▶ [WHAT IS NEEDED]: Read the data and repeat all of it exactly.
** MATERIAL SHOWN follows **
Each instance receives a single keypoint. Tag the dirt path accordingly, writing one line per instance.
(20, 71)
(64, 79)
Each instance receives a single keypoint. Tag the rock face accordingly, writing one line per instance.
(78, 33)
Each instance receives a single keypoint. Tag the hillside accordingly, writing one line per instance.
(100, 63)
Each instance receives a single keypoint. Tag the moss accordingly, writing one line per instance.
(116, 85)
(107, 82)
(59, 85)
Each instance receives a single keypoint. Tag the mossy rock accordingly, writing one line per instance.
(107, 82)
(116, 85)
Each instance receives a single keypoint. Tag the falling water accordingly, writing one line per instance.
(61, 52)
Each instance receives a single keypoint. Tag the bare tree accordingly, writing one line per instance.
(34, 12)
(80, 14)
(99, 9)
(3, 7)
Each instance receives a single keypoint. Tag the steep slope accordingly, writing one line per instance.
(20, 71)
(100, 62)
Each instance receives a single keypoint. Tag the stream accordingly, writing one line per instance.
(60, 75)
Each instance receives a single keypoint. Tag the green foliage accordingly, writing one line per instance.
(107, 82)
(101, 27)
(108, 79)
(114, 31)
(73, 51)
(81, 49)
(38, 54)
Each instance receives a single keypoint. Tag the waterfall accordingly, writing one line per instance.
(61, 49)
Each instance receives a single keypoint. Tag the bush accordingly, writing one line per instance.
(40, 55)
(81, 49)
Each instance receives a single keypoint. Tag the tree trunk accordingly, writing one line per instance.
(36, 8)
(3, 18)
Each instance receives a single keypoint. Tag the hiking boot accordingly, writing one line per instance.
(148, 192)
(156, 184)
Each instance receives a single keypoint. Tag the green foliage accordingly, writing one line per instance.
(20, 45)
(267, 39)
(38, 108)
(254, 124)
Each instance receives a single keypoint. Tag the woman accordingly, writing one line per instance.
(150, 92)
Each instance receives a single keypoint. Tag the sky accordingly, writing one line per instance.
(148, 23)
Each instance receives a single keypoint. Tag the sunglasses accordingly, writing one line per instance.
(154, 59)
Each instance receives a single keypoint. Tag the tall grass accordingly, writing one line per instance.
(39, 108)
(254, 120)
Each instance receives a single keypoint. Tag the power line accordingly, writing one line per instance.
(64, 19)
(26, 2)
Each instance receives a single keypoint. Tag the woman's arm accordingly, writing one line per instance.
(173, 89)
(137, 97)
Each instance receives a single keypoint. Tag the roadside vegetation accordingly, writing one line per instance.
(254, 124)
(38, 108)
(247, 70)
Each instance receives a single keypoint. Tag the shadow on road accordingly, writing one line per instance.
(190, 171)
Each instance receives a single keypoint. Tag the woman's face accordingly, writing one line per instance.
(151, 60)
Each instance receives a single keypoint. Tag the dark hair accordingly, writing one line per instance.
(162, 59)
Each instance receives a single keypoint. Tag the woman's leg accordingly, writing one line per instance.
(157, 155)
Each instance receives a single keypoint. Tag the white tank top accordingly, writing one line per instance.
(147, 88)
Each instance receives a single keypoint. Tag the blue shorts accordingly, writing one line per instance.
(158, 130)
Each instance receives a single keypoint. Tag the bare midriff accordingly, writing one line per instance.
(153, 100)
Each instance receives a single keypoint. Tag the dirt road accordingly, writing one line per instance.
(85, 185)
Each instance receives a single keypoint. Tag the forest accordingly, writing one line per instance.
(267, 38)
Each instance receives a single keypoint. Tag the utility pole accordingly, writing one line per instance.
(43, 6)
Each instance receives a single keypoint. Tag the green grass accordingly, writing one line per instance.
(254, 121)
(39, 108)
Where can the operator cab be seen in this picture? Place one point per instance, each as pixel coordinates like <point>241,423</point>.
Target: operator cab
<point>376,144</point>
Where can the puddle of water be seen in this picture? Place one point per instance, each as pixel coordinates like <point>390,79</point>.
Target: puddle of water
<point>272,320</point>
** End of MATERIAL SHOWN **
▶ [WORKED SOLUTION]:
Each instance receives a single keypoint. Tag the dirt path accordingly, writing one line per instance.
(20, 71)
(64, 79)
Each instance receives a single keypoint. Tag the rock face accordingly, writing one line per instance.
(78, 33)
Each instance receives a single keypoint. Tag the hillside accordingly, writing one line per instance.
(100, 63)
Each instance receives a single keypoint. Tag the moss accordingly, writing one line per instance.
(116, 85)
(107, 82)
(59, 85)
Each instance receives a single keypoint. Tag the mossy rock accordingly, writing one line per instance.
(107, 82)
(116, 85)
Each instance receives a single keypoint. Tag the falling water accordingly, writing one line per instance.
(61, 52)
Each instance receives a single keypoint. Tag the bare tree accordingly, writing one line per instance.
(34, 12)
(80, 14)
(99, 9)
(3, 7)
Each instance receives a single keypoint. Tag the steep slope accordingly, writing one line per instance.
(20, 71)
(100, 62)
Each instance receives a single keypoint. Tag the stream accordingly, writing one line per instance.
(60, 75)
Each instance receives a single keypoint. Tag the green foliage accordingly, writing one line per instance.
(107, 82)
(101, 27)
(108, 79)
(114, 31)
(73, 51)
(81, 49)
(38, 54)
Each instance receives a single keypoint. Tag the waterfall accordingly, writing one line per instance.
(61, 49)
Each instance receives a single keypoint. Tag the bush accordingly, writing one line per instance.
(40, 55)
(81, 49)
Each instance receives a single keypoint. Tag the tree trunk accordingly, writing one line per instance.
(36, 8)
(3, 18)
Each instance receives a single keypoint. Tag the hiking boot accordingly, writing one line per instance.
(148, 192)
(156, 184)
Each instance receives a single keypoint. Tag the green foliage accordingly, writing one line per instance.
(20, 45)
(267, 39)
(38, 108)
(254, 124)
Each instance receives a single keypoint. Tag the woman accordingly, writing one line per instance.
(150, 92)
Each instance receives a single keypoint. Tag the sky accordingly, writing one line per instance.
(148, 23)
Each instance receives a single keypoint. Tag the sunglasses accordingly, writing one line per instance.
(154, 59)
Each instance receives a single keypoint. Tag the tall grass accordingly, writing one line per instance.
(39, 108)
(254, 120)
Each instance receives a single keypoint. Tag the power line accordingly, writing one line per instance.
(64, 19)
(26, 2)
Each instance receives a single keypoint. Tag the woman's arm accordingly, writing one line per instance.
(173, 89)
(137, 97)
Each instance receives a single keypoint. Tag the roadside vegetation accordingly, writing one line per instance.
(254, 124)
(38, 108)
(247, 70)
Each instance receives a single keypoint. Tag the shadow on road accordingly, writing one line per instance.
(190, 171)
Each instance receives a single keypoint. Tag the woman's face accordingly, writing one line per instance.
(151, 60)
Each instance receives a single keypoint. Tag the dark hair accordingly, writing one line per instance.
(162, 59)
Each instance receives a single keypoint. Tag the woman's leg accordingly, writing one line per instance.
(157, 155)
Each instance receives a single keypoint. Tag the white tank top accordingly, writing one line per instance.
(147, 88)
Each instance receives a single keypoint. Tag the blue shorts accordingly, writing one line per instance.
(158, 130)
Each instance receives a single keypoint. Tag the bare midriff accordingly, writing one line per instance.
(153, 100)
Each instance receives a single keypoint. Tag the dirt road accordingly, writing one line per instance.
(85, 185)
Each instance receives a single keypoint. Tag the forest accordingly, writing one line per instance.
(267, 38)
Each instance receives a single keypoint. Tag the utility pole accordingly, writing one line per instance.
(43, 6)
Each instance receives a single keypoint. Tag the green grass accordingly, writing one line per instance.
(254, 121)
(39, 108)
Where can the operator cab be seen in this picture? Place one point per instance, each as pixel coordinates like <point>241,423</point>.
Target: operator cab
<point>376,144</point>
Where can the puddle of water be seen in this picture? Place one point per instance, each as pixel coordinates like <point>390,79</point>.
Target: puddle of water
<point>272,320</point>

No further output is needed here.